Source:
= = = = =
WRT Zoho, their reputation took a big hit when all of their services were down for an entire working day a few weeks ago. I don't know that any data was lost, but it was a definite inconvenience for those who depend on their services. They've positioned themselves as a low cost alternative to Salesforce, but no doubt after that some are reminded that with some things you get what you pay for.


----------



## FenderPriest

The United States Postal Service is always eager for more customers.


----------



## Edward

Jeremy Hoover said:


> Thanks, Edward. I hadn't read that. I guess I shouldn't skip the new policies when they request that I read them!



Any well drafted privacy policy should be incomprehensible. So I'm not sure what good reading most of them will do.

---------- Post added at 07:52 PM ---------- Previous post was at 07:50 PM ----------




Wayne said:


> Privacy?
> 
> One word:
> 
> Pigeons!



Two words:

BB Gun.


----------



## Brother John

Once again the PB brothers have dashed my dreams on the rocks of reality... It seems there is no option but to stay with gmail. Regardless it still irritates me to have ads built around my email content and search requests.


----------



## jwithnell

Wow! There are no ads in Hotmail. I would find that very creepy. Wouldn't some of the content of your messages go to outside vendors to "target" ads? I mean, there _could_ be an algorithm that searches for certain words or phrases and pops an ad in, but I wouldn't trust it to really be blind to the user. My husband swears by Mozilla Thunderbird and he's really IT-security cautious.


----------



## jogri17

jwithnell said:


> Mozilla Thunderbird


 that is just an alternative to outlook and doesn't provide email, just lets you read them without going to the site .
= = = = =
Recorded data:

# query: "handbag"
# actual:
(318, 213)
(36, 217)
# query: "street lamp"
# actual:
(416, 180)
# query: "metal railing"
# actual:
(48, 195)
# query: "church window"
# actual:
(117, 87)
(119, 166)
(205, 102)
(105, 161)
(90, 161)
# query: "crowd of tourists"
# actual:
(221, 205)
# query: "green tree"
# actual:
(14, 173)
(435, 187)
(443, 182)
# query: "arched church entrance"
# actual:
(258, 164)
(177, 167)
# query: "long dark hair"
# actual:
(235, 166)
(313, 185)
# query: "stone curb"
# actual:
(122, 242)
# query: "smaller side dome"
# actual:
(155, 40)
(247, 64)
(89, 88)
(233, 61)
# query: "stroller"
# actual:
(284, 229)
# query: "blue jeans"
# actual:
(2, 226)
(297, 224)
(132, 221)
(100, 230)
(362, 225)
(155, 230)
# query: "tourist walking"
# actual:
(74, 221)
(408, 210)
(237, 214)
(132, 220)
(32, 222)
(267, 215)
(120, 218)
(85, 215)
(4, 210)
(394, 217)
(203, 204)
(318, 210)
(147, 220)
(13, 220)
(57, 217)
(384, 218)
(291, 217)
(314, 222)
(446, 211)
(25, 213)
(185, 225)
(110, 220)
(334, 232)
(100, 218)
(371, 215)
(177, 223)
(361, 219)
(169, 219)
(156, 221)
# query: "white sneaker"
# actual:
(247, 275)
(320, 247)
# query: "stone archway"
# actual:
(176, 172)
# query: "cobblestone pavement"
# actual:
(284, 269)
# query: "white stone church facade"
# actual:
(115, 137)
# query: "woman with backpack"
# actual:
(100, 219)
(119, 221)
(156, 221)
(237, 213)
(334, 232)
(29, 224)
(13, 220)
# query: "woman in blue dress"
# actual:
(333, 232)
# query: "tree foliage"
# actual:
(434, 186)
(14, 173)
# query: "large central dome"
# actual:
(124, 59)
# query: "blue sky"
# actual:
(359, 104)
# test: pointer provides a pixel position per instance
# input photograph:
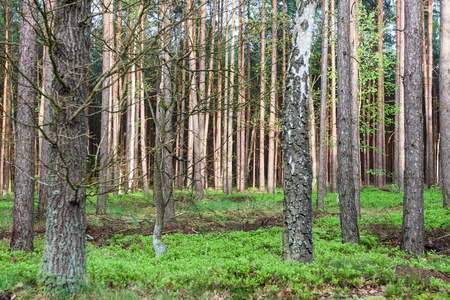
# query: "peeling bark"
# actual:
(297, 211)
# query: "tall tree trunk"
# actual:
(46, 151)
(354, 8)
(312, 134)
(143, 117)
(195, 118)
(322, 183)
(131, 119)
(346, 186)
(333, 125)
(444, 100)
(202, 106)
(6, 105)
(231, 101)
(226, 108)
(163, 195)
(273, 98)
(413, 214)
(22, 233)
(117, 100)
(430, 171)
(297, 227)
(108, 36)
(63, 268)
(262, 95)
(399, 161)
(380, 179)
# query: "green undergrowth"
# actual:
(241, 265)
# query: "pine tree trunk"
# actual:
(444, 100)
(22, 233)
(102, 196)
(322, 183)
(333, 125)
(413, 214)
(312, 134)
(202, 105)
(297, 226)
(143, 117)
(63, 269)
(430, 171)
(348, 213)
(262, 177)
(5, 105)
(273, 98)
(399, 155)
(380, 178)
(354, 7)
(232, 68)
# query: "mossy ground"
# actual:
(229, 247)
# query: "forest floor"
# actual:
(229, 247)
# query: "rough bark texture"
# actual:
(413, 217)
(354, 7)
(164, 131)
(444, 100)
(322, 180)
(271, 184)
(312, 134)
(430, 170)
(380, 158)
(262, 103)
(46, 152)
(399, 151)
(6, 101)
(22, 234)
(63, 268)
(229, 176)
(348, 213)
(102, 197)
(297, 210)
(333, 125)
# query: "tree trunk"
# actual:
(22, 233)
(108, 37)
(63, 269)
(380, 177)
(444, 100)
(143, 117)
(163, 195)
(413, 214)
(312, 134)
(230, 102)
(354, 7)
(430, 171)
(262, 95)
(6, 105)
(273, 98)
(202, 106)
(346, 186)
(322, 180)
(297, 225)
(333, 125)
(399, 160)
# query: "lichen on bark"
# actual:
(297, 211)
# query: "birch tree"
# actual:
(297, 211)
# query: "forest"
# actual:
(225, 149)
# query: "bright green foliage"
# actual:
(245, 264)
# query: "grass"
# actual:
(238, 264)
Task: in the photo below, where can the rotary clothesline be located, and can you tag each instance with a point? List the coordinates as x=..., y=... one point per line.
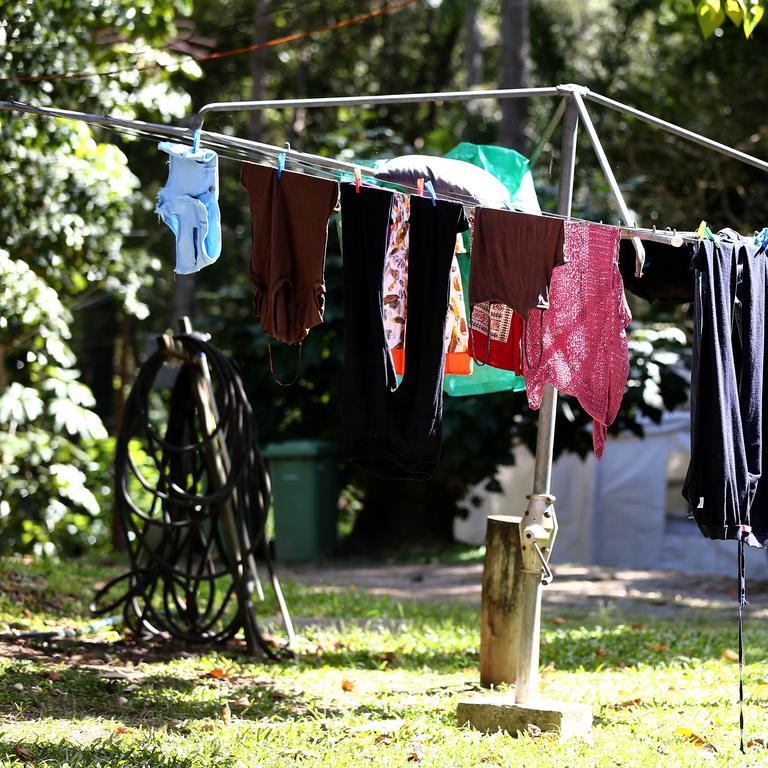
x=539, y=525
x=235, y=148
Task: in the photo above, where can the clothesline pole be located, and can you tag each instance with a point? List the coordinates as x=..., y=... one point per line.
x=538, y=523
x=538, y=528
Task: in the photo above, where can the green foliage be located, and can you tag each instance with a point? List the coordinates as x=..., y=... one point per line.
x=70, y=202
x=743, y=13
x=375, y=680
x=46, y=422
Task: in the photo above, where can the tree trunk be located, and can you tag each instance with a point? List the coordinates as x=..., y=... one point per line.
x=514, y=72
x=258, y=68
x=474, y=53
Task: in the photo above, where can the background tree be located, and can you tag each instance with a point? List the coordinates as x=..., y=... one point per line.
x=70, y=257
x=86, y=227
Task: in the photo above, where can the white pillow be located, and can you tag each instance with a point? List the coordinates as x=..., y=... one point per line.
x=451, y=178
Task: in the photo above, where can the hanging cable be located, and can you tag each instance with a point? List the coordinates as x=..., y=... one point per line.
x=193, y=496
x=360, y=17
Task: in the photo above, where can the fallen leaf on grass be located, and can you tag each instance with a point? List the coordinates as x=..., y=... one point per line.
x=217, y=672
x=628, y=704
x=533, y=731
x=415, y=752
x=114, y=674
x=695, y=739
x=24, y=754
x=298, y=754
x=385, y=729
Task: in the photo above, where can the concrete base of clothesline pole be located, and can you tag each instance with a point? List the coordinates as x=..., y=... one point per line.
x=500, y=713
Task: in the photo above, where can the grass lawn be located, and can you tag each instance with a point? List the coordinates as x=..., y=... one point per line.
x=377, y=687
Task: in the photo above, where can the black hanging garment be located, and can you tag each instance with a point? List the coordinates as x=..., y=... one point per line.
x=667, y=274
x=390, y=430
x=723, y=484
x=727, y=391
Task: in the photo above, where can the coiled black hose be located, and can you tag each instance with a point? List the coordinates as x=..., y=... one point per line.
x=193, y=503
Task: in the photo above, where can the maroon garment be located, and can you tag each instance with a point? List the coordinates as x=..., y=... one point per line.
x=513, y=255
x=289, y=226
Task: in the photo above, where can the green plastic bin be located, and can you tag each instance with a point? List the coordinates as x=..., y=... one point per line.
x=305, y=492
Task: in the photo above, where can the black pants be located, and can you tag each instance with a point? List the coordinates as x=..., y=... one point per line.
x=389, y=430
x=726, y=483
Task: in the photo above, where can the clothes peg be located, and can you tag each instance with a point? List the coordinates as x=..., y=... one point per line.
x=712, y=236
x=431, y=191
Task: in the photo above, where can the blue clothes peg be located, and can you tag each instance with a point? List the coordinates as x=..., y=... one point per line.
x=431, y=191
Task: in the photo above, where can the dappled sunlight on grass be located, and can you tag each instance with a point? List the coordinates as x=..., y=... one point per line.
x=374, y=681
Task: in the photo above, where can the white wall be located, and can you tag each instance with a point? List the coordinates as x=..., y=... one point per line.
x=614, y=512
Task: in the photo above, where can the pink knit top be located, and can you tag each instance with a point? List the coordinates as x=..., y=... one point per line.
x=579, y=344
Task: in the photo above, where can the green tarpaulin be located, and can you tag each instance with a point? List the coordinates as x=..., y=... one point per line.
x=513, y=170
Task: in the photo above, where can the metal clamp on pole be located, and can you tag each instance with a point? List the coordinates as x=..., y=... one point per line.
x=538, y=530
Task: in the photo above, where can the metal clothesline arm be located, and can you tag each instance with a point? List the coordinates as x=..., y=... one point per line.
x=676, y=130
x=610, y=178
x=554, y=121
x=370, y=101
x=254, y=150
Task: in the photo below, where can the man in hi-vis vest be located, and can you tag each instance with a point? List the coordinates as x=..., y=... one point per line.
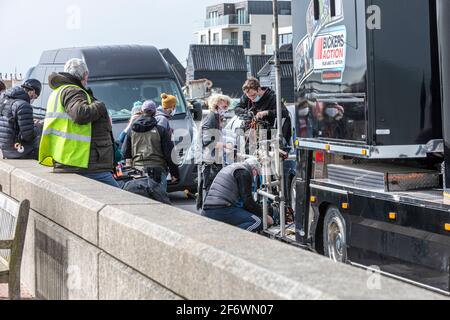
x=77, y=135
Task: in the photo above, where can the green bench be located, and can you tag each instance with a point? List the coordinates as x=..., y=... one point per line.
x=13, y=228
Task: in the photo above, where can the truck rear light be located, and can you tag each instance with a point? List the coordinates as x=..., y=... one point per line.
x=392, y=216
x=320, y=157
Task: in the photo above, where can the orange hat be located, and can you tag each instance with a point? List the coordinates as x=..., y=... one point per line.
x=168, y=101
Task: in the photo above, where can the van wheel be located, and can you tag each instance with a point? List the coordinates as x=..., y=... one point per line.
x=335, y=236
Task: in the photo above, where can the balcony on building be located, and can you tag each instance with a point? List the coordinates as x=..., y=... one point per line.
x=227, y=21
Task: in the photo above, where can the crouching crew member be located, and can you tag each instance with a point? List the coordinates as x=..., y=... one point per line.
x=230, y=199
x=149, y=147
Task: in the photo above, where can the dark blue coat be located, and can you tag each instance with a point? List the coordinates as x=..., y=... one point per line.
x=16, y=122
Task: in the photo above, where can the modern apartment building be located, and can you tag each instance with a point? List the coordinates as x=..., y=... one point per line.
x=246, y=23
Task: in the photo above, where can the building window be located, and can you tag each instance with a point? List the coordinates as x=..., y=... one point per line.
x=242, y=16
x=263, y=43
x=215, y=38
x=213, y=18
x=246, y=39
x=234, y=38
x=286, y=39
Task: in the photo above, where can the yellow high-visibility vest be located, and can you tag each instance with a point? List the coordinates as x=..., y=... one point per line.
x=63, y=141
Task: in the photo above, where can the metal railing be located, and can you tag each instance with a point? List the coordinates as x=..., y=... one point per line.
x=227, y=20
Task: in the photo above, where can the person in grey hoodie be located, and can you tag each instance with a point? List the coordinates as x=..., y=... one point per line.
x=165, y=112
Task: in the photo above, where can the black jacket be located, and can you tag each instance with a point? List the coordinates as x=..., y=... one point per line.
x=245, y=182
x=146, y=124
x=268, y=102
x=16, y=123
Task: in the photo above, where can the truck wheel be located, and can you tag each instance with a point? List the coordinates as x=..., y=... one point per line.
x=335, y=236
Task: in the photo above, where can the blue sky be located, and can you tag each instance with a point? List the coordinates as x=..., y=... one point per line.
x=30, y=27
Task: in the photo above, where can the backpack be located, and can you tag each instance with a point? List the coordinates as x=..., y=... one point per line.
x=149, y=188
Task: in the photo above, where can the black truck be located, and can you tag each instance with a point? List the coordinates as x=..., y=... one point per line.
x=373, y=102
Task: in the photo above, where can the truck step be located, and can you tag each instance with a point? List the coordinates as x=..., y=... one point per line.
x=386, y=177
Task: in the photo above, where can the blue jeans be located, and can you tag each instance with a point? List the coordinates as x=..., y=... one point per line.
x=238, y=217
x=103, y=177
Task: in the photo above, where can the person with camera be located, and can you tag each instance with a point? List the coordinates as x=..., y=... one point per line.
x=148, y=147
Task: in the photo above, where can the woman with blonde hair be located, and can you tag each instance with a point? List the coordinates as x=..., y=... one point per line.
x=212, y=144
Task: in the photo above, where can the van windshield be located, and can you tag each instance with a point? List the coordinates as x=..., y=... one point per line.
x=120, y=95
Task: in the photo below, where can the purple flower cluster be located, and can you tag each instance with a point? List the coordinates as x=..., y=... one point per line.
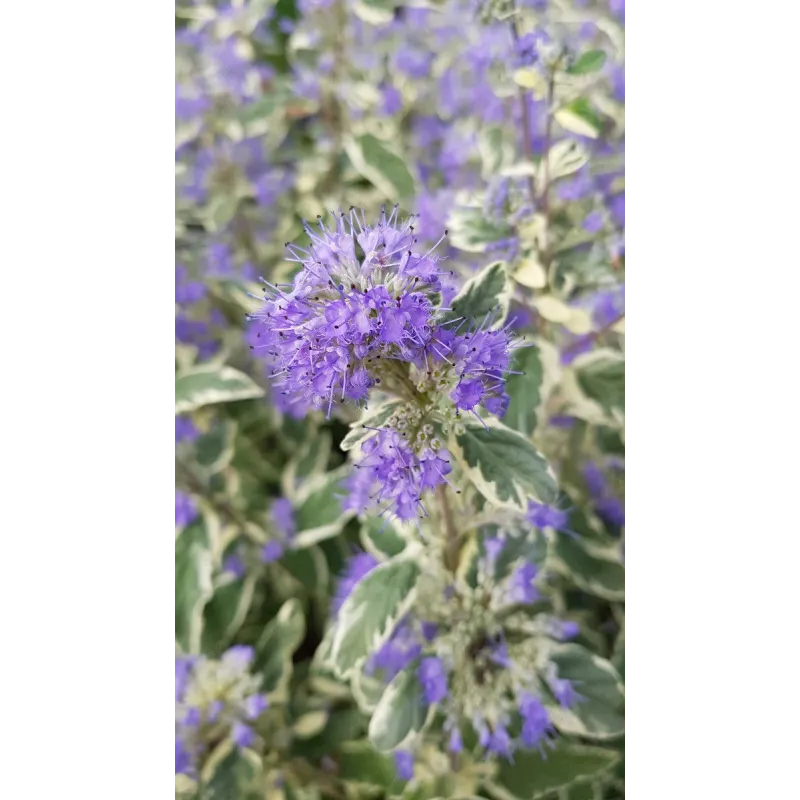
x=329, y=332
x=214, y=695
x=390, y=472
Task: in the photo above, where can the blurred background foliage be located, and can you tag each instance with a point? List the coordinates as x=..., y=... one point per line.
x=279, y=112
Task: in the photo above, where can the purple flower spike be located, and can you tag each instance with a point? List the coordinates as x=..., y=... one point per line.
x=255, y=705
x=242, y=734
x=433, y=678
x=271, y=551
x=404, y=765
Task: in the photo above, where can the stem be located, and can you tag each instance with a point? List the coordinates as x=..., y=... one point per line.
x=452, y=545
x=548, y=134
x=527, y=130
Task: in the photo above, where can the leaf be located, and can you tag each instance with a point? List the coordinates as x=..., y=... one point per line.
x=376, y=418
x=602, y=577
x=483, y=296
x=591, y=61
x=308, y=463
x=531, y=273
x=579, y=117
x=360, y=763
x=225, y=613
x=344, y=725
x=603, y=377
x=531, y=79
x=320, y=514
x=524, y=390
x=213, y=451
x=206, y=385
x=496, y=152
x=531, y=776
x=503, y=465
x=192, y=583
x=386, y=170
x=471, y=231
x=564, y=158
x=309, y=567
x=371, y=612
x=599, y=715
x=277, y=644
x=401, y=712
x=380, y=537
x=310, y=724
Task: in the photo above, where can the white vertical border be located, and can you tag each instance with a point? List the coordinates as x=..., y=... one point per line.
x=83, y=313
x=715, y=422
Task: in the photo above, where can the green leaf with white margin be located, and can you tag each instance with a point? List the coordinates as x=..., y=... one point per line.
x=319, y=516
x=213, y=451
x=382, y=167
x=497, y=151
x=503, y=465
x=401, y=713
x=310, y=724
x=376, y=418
x=591, y=61
x=598, y=575
x=523, y=390
x=599, y=715
x=277, y=644
x=208, y=385
x=308, y=463
x=225, y=612
x=367, y=691
x=372, y=610
x=580, y=117
x=564, y=158
x=193, y=586
x=360, y=763
x=309, y=567
x=471, y=231
x=532, y=776
x=381, y=538
x=553, y=309
x=603, y=377
x=485, y=295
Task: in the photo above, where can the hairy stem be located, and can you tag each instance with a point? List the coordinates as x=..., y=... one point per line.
x=452, y=547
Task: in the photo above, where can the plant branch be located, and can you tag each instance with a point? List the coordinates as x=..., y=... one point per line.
x=452, y=545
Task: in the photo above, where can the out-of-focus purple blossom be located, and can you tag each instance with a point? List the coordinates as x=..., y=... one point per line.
x=391, y=100
x=581, y=345
x=255, y=705
x=184, y=510
x=595, y=480
x=183, y=759
x=522, y=587
x=404, y=765
x=234, y=565
x=564, y=692
x=433, y=678
x=272, y=551
x=282, y=515
x=593, y=222
x=536, y=724
x=395, y=655
x=242, y=735
x=610, y=510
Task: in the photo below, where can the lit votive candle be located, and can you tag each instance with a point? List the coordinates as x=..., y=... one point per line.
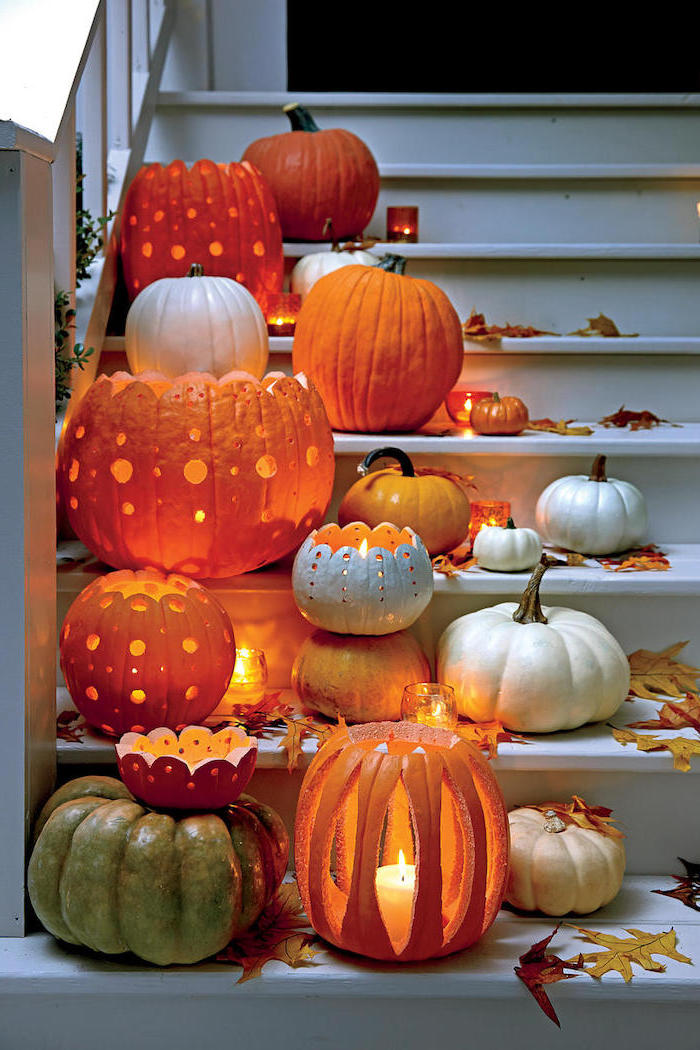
x=487, y=512
x=461, y=400
x=247, y=686
x=402, y=225
x=395, y=884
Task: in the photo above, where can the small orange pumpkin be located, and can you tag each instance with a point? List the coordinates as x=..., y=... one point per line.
x=496, y=415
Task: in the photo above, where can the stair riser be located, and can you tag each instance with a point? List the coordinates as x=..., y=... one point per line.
x=464, y=135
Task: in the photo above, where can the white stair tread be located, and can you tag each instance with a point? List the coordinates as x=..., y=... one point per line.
x=590, y=748
x=664, y=440
x=425, y=250
x=38, y=962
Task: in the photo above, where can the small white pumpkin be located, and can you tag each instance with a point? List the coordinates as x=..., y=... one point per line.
x=358, y=580
x=196, y=323
x=311, y=268
x=535, y=669
x=592, y=515
x=557, y=867
x=507, y=549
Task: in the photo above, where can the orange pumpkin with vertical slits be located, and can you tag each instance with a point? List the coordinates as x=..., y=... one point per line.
x=220, y=215
x=144, y=650
x=196, y=475
x=383, y=349
x=376, y=791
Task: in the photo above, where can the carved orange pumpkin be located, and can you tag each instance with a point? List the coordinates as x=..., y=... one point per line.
x=496, y=415
x=141, y=650
x=220, y=215
x=196, y=475
x=383, y=349
x=374, y=791
x=317, y=175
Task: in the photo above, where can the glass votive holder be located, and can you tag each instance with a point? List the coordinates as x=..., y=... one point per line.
x=487, y=512
x=247, y=686
x=461, y=400
x=429, y=702
x=402, y=225
x=281, y=312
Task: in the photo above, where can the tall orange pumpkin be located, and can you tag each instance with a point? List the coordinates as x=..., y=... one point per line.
x=196, y=475
x=317, y=175
x=383, y=349
x=220, y=215
x=376, y=790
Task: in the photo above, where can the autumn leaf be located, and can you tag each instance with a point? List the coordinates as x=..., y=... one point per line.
x=602, y=326
x=279, y=933
x=685, y=714
x=560, y=426
x=660, y=672
x=538, y=968
x=619, y=952
x=681, y=748
x=687, y=890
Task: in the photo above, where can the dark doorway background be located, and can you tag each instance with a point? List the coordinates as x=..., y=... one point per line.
x=446, y=47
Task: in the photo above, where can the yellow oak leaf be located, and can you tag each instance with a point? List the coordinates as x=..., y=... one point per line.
x=619, y=952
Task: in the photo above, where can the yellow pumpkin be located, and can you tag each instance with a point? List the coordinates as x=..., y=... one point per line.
x=432, y=504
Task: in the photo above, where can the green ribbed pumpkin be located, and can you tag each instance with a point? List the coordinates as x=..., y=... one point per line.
x=113, y=876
= = = = =
Stated goal A: According to the email privacy thread, how long were all of Zoho's services down a few weeks earlier?
Stated goal B: Carry the email privacy thread forward from its final post.

Expected output A: An entire working day.

Expected output B:
----------



## Semper Fidelis

I use GMail and Google Apps extensively and am not particularly concerned about the sharing of some information across their service offerings. The concern I have seen are users who utilize some of those services who might have an anonymous Youtube account (or pseudonym) and their accounts are now linked in such a way that others may find out who they are even though Google is not necessarily giving out that information. Google operates like any other service provider where a legal subpoena is required to release email records to any but the account holder.

One solution may be to simply use GMail in POP mode and delete messages as you download them from the server but that will mean one will have to safeguard their system from crashing and losing data. I use Mailstore Home (free app) to archive all my email across multiple platforms (GMail, Outlook, etc) and I back that up via Crashplan. I suppose if I worry about my data in the Cloud in the future I could delete those messages in the Cloud and go to a local store for messages and encrypt my backups that I backup into the Cloud.

For now, I'm not really worried about it. As Chris noted, my main concern is hackers taking over my cloud email and GMail 2FA is a huge protection against it.

For those willing to pay a bit, Microsoft Office 365 is a good option.


----------



## Jerusalem Blade

It's a good question - alternatives to gmail. Gmail is my primary email service, though I worry about its intrusiveness and its pervasiveness. I removed my Google Desktop search app (which was very good!) because I found that Google in my Mac was constantly communicating with Google headquarters (I use an app called "Little Snitch" which monitors all communications from my Mac to the web), and I didn't like that.

Google has gotten too big, too indispensable, for my taste. In its desire to suck up as much information as possible (witness the lawsuits in Europe against it) it poses a danger, one never knows what a trove of info a government subpoena might yield.

The intelligence-gathering communities within government may someday turn their extremely efficient technologies against that sector of the populace which openly honors God's law above the law of the land were there to be any conflict between the two, and Google - along with Gmail - would be a powerful tool in the govt's hands. It makes me very nervous, even though it is a superb feature-filled service. I keep looking for viable alternatives.


----------



## Pilgrim

Jerusalem Blade said:


> It's a good question - alternatives to gmail. Gmail is my primary email service, though I worry about its intrusiveness and its pervasiveness. I removed my Google Desktop search app (which was very good!) because I found that Google in my Mac was constantly communicating with Google headquarters (I use an app called "Little Snitch" which monitors all communications from my Mac to the web), and I didn't like that.
> 
> Google has gotten too big, too indispensable, for my taste. In its desire to suck up as much information as possible (witness the lawsuits in Europe against it) it poses a danger, one never knows what a trove of info a government subpoena might yield.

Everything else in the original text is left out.